*** Materials provided ***
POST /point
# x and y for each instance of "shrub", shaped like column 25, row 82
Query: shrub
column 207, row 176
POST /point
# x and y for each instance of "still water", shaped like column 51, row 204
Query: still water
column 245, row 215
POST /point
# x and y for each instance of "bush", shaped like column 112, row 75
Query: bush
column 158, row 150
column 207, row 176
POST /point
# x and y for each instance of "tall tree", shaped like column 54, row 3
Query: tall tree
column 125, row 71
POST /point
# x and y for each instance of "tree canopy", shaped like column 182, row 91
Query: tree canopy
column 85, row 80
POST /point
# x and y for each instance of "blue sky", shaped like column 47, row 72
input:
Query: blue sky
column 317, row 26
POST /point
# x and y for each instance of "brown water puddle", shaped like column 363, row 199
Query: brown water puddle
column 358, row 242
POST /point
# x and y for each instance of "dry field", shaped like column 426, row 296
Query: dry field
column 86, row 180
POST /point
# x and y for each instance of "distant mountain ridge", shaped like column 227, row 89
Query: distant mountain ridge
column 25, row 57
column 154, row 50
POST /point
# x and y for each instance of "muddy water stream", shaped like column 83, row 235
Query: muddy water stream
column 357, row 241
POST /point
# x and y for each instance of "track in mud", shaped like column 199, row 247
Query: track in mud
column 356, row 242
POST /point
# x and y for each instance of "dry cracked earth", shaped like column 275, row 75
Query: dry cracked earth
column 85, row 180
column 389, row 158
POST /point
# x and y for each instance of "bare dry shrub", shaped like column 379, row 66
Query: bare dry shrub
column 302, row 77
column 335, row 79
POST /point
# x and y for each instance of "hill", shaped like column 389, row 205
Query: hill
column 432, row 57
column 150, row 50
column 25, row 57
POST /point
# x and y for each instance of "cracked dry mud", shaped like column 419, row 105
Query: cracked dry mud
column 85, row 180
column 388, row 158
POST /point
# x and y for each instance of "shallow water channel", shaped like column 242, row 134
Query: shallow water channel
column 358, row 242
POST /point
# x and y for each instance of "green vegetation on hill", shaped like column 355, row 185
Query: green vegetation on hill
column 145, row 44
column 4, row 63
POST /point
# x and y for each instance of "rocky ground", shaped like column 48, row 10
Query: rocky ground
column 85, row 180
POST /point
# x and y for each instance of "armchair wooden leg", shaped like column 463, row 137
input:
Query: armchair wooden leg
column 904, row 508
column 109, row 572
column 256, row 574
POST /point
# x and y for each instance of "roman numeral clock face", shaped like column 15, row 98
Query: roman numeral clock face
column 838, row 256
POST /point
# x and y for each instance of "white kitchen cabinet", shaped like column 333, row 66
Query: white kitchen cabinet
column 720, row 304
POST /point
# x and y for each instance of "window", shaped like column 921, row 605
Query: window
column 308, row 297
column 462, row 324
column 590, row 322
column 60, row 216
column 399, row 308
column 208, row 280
*** End of Materials provided ***
== Exercise ==
Make a word-for-word copy of the records.

== Output below ==
POST /point
# x and y for each instance of "shrub", shaped like column 25, row 82
Query: shrub
column 207, row 176
POST /point
# x and y for each instance of "still water", shaped like column 51, row 204
Query: still water
column 245, row 215
POST /point
# x and y for each instance of "bush", shaped like column 112, row 75
Query: bush
column 158, row 150
column 207, row 176
POST /point
# x and y for each instance of "tall tree", shaped like column 54, row 3
Query: tall tree
column 125, row 71
POST /point
# x and y for each instance of "tree canopy", shaped like column 182, row 91
Query: tree canopy
column 85, row 80
POST /point
# x and y for each instance of "blue sky", shaped like column 47, row 72
input:
Query: blue sky
column 317, row 26
POST /point
# x and y for each instance of "brown water puddle", shaped like column 363, row 199
Query: brown water puddle
column 358, row 242
POST /point
# x and y for each instance of "dry field", shaped like column 426, row 296
Query: dry field
column 86, row 180
POST /point
# x and y for each instance of "distant mountain ridge", shaped like column 227, row 89
Query: distant mountain ridge
column 25, row 57
column 154, row 50
POST /point
# x and y for each instance of "muddy water stream", shaped like column 83, row 235
Query: muddy water stream
column 357, row 241
POST /point
# x and y for each instance of "track in mud", shaped like column 199, row 247
Query: track in mud
column 356, row 242
POST /point
# x and y for each instance of "dry cracked earth", shaped like column 275, row 75
Query: dry cracked earth
column 85, row 180
column 389, row 158
POST /point
# x and y for each instance of "bare dry shrub", shaped like column 379, row 66
Query: bare dry shrub
column 302, row 77
column 335, row 79
POST /point
# x and y for each instance of "hill", shaped like column 389, row 205
Query: hill
column 432, row 57
column 150, row 50
column 25, row 57
POST /point
# x and y for each instance of "cracked dry mud", shaped like column 419, row 105
Query: cracked dry mud
column 85, row 180
column 388, row 158
POST /point
# x and y for each instance of "shallow water channel", shaped like column 242, row 134
Query: shallow water channel
column 358, row 242
POST /point
# x and y for each instance of "green vegetation on hill", shaped like column 355, row 185
Query: green vegetation on hill
column 145, row 44
column 4, row 63
POST /point
# x and y for each instance of "rocky ground", shaped like column 48, row 10
Query: rocky ground
column 85, row 180
POST /point
# x and y for each instance of "armchair wooden leg", shaped like column 463, row 137
input:
Query: armchair wooden leg
column 904, row 508
column 109, row 572
column 256, row 574
POST /point
# x and y for each instance of "roman numeral clock face", shaped like column 15, row 98
Query: roman numeral clock face
column 838, row 256
POST /point
# x and y for each instance of "white kitchen cabinet", shaped like column 333, row 66
Query: white kitchen cabinet
column 720, row 304
POST /point
# x and y for each instance of "window", shaped like column 921, row 605
Query: window
column 308, row 297
column 462, row 324
column 590, row 322
column 60, row 216
column 399, row 308
column 208, row 280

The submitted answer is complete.